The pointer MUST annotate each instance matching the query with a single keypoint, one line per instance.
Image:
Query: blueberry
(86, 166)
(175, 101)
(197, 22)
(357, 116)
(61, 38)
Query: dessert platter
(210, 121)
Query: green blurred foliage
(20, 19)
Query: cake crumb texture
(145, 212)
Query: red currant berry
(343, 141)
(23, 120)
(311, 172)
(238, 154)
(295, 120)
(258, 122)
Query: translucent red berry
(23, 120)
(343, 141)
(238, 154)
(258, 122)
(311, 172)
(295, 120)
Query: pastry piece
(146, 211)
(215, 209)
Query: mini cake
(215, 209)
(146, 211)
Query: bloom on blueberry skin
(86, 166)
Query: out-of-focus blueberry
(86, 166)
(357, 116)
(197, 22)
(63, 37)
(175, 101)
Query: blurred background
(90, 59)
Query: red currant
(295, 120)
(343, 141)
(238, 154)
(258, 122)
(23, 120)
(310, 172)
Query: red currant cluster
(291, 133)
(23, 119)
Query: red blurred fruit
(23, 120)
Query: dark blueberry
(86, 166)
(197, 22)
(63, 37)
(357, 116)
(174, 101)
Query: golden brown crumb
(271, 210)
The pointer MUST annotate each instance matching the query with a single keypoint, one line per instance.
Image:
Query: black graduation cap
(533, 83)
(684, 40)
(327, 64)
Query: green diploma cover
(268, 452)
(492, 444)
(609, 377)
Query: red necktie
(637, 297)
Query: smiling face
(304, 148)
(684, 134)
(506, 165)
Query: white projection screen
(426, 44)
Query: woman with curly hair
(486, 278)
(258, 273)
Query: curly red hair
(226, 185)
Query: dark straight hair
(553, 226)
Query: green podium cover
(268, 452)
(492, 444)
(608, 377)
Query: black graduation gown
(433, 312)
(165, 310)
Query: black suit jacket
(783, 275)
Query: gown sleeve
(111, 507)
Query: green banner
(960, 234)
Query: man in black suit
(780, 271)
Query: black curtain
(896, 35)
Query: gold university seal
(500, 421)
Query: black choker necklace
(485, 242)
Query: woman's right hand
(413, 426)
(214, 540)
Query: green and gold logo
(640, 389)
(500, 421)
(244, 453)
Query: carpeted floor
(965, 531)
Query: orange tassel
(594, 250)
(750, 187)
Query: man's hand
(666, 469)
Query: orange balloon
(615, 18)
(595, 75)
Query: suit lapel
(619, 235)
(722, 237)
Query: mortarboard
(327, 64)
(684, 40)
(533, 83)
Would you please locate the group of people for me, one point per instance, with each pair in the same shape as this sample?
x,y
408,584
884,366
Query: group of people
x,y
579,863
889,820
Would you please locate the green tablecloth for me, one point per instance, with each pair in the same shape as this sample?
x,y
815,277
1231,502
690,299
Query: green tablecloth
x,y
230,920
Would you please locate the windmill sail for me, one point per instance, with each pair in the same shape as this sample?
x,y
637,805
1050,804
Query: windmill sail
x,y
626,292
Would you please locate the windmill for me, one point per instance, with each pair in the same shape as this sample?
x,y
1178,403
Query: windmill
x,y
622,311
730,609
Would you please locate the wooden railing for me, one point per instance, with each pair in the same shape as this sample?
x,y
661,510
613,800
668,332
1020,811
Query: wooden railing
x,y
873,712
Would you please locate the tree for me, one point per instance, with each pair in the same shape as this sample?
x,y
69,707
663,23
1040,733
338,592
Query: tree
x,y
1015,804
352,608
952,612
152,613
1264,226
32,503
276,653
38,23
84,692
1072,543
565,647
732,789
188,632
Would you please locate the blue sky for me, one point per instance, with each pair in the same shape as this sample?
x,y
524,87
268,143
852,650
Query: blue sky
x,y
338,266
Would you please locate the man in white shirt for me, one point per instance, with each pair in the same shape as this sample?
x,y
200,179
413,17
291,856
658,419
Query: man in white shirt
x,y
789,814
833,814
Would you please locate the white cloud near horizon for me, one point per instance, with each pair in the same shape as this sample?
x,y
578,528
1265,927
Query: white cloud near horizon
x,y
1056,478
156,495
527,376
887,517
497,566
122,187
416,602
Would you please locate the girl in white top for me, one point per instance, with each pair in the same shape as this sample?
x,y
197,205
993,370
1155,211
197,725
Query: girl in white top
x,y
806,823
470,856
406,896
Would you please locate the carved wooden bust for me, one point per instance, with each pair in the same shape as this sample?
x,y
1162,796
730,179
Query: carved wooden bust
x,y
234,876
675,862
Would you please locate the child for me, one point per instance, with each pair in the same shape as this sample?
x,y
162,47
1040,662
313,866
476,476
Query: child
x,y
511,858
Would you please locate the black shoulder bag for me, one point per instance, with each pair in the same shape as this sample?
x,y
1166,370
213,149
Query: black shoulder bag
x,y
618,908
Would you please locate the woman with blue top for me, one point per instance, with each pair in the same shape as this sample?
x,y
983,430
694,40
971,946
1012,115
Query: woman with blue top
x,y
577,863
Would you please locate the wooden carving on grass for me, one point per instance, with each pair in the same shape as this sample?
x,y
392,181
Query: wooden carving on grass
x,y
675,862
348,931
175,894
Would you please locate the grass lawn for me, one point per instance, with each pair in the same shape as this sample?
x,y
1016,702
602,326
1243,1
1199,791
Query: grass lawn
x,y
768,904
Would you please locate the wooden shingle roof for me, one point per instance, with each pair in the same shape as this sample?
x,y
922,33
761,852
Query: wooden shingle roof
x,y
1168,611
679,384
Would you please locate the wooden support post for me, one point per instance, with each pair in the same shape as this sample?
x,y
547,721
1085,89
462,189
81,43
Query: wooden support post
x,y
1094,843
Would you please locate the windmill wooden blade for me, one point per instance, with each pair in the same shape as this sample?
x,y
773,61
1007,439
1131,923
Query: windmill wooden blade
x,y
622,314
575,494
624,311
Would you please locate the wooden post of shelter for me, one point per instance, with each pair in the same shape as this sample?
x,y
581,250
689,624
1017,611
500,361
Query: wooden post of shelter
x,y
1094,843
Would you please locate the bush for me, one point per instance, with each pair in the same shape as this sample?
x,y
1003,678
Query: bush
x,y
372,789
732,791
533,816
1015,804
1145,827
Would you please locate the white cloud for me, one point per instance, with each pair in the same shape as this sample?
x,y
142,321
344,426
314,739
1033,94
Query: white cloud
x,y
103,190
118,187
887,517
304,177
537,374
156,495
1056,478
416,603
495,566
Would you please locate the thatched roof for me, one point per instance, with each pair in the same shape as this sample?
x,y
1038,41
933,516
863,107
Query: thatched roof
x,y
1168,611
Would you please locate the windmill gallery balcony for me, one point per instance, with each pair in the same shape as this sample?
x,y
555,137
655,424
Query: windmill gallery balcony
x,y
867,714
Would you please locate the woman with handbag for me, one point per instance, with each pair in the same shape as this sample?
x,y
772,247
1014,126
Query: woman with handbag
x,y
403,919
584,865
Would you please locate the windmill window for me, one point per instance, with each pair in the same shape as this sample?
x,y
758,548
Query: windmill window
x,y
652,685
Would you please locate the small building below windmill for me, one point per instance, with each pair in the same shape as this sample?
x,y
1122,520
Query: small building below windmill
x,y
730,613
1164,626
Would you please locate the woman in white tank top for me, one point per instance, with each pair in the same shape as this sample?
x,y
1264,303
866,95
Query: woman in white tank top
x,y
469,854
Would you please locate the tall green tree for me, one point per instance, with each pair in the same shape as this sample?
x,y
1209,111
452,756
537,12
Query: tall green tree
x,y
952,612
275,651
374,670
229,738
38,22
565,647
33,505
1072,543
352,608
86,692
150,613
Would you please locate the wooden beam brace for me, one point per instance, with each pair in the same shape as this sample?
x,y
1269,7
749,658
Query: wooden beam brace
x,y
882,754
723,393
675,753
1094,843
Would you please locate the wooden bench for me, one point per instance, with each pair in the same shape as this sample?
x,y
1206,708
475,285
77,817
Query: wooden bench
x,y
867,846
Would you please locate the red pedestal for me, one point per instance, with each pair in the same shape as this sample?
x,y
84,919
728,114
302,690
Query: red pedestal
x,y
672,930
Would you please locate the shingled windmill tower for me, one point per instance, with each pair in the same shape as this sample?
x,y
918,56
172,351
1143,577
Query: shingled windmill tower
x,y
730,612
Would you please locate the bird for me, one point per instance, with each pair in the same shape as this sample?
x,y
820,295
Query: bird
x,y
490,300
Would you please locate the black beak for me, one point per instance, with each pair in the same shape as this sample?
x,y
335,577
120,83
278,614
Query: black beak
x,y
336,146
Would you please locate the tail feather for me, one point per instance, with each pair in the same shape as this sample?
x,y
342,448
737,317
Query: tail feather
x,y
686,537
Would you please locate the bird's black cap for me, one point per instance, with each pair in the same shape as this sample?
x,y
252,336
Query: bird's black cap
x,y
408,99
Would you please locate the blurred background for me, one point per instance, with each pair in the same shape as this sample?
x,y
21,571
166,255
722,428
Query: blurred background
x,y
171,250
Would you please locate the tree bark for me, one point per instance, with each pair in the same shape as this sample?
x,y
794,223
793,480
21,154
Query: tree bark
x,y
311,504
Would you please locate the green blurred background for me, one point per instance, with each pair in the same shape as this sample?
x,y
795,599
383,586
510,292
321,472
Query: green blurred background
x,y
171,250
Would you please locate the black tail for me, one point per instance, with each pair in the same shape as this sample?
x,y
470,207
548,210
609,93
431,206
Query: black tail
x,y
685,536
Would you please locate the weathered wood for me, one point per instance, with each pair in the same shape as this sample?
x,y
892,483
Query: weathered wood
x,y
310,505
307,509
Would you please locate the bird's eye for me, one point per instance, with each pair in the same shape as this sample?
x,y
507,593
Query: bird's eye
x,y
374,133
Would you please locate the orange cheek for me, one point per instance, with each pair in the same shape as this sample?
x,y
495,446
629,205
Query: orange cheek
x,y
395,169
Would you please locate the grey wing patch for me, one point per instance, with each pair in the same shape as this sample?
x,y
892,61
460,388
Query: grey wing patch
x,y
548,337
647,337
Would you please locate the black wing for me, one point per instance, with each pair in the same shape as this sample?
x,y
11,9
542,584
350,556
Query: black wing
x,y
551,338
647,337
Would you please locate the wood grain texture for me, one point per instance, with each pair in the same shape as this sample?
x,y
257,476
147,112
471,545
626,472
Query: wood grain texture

■ **AIM**
Put every line from the one holding "Would you please locate the tail" through the last line of the entries above, both ends included, into a Markdown table with columns n and Line. Number the rows and skip any blank lines.

■ **EXERCISE SOLUTION**
| n | Line |
|---|---|
| 1 | Would you please locate the tail feather for me, one point per instance, with each pair in the same shape as this sample? |
| 2 | x,y |
| 3 | 342,448 |
| 4 | 737,317 |
| 5 | Query: tail feather |
| 6 | x,y |
| 7 | 686,537 |
| 8 | Would you please locate the bird's black cap for me, one point per instance, with each pair in the same shape as this sample? |
| 9 | x,y |
| 10 | 252,336 |
| 11 | Query: bird's black cap |
| 12 | x,y |
| 13 | 408,99 |
| 14 | Would you please locate the blurred background for me, one point per instance, with each pair in the same shape as this sample? |
| 15 | x,y |
| 16 | 21,571 |
| 17 | 166,255 |
| 18 | 722,428 |
| 19 | Query: blurred background |
| 20 | x,y |
| 21 | 171,250 |
| 22 | Would you please locate the tree bark for me, one point per instance, with each pair in the same shape as this sample? |
| 23 | x,y |
| 24 | 794,223 |
| 25 | 793,480 |
| 26 | 21,154 |
| 27 | Query: tree bark |
| 28 | x,y |
| 29 | 311,504 |
| 30 | Would you please locate the green blurred background for me, one point per instance, with each pair in the same shape as this sample? |
| 31 | x,y |
| 32 | 795,599 |
| 33 | 383,586 |
| 34 | 510,292 |
| 35 | 321,472 |
| 36 | Query: green blurred background |
| 37 | x,y |
| 38 | 171,250 |
| 39 | Would you please locate the black tail for me, one point per instance, with each pair in the same shape as this sample? |
| 40 | x,y |
| 41 | 470,207 |
| 42 | 548,210 |
| 43 | 609,93 |
| 44 | 431,206 |
| 45 | Query: black tail |
| 46 | x,y |
| 47 | 685,536 |
| 48 | Would you please locate the weathered wood for me, one point per instance, with each pair in the same shape as this sample? |
| 49 | x,y |
| 50 | 892,483 |
| 51 | Query: weathered wood |
| 52 | x,y |
| 53 | 310,505 |
| 54 | 307,509 |
| 55 | Would you please locate the bird's eye for me, one point per instance, with each pair in the same shape as this sample? |
| 56 | x,y |
| 57 | 507,593 |
| 58 | Query: bird's eye |
| 59 | x,y |
| 60 | 374,133 |
| 61 | Would you please locate the orange cheek for me, one point per instance, with each pair in the same shape as this sample? |
| 62 | x,y |
| 63 | 495,446 |
| 64 | 629,205 |
| 65 | Query: orange cheek |
| 66 | x,y |
| 67 | 395,169 |
| 68 | Would you please locate the grey wing patch for me, one point per instance, with each pair in the same shape as this sample? |
| 69 | x,y |
| 70 | 892,61 |
| 71 | 460,388 |
| 72 | Query: grey wing patch |
| 73 | x,y |
| 74 | 548,337 |
| 75 | 647,337 |
| 76 | Would you please locate the black wing for me, one point per instance, with each pair in the same shape as this sample? |
| 77 | x,y |
| 78 | 11,9 |
| 79 | 542,584 |
| 80 | 350,556 |
| 81 | Query: black wing |
| 82 | x,y |
| 83 | 551,338 |
| 84 | 647,337 |
| 85 | Would you please locate the wood grain texture for me, one point per instance, with each pair in the same shape as this sample? |
| 86 | x,y |
| 87 | 257,476 |
| 88 | 147,112 |
| 89 | 471,545 |
| 90 | 626,472 |
| 91 | Query: wood grain texture |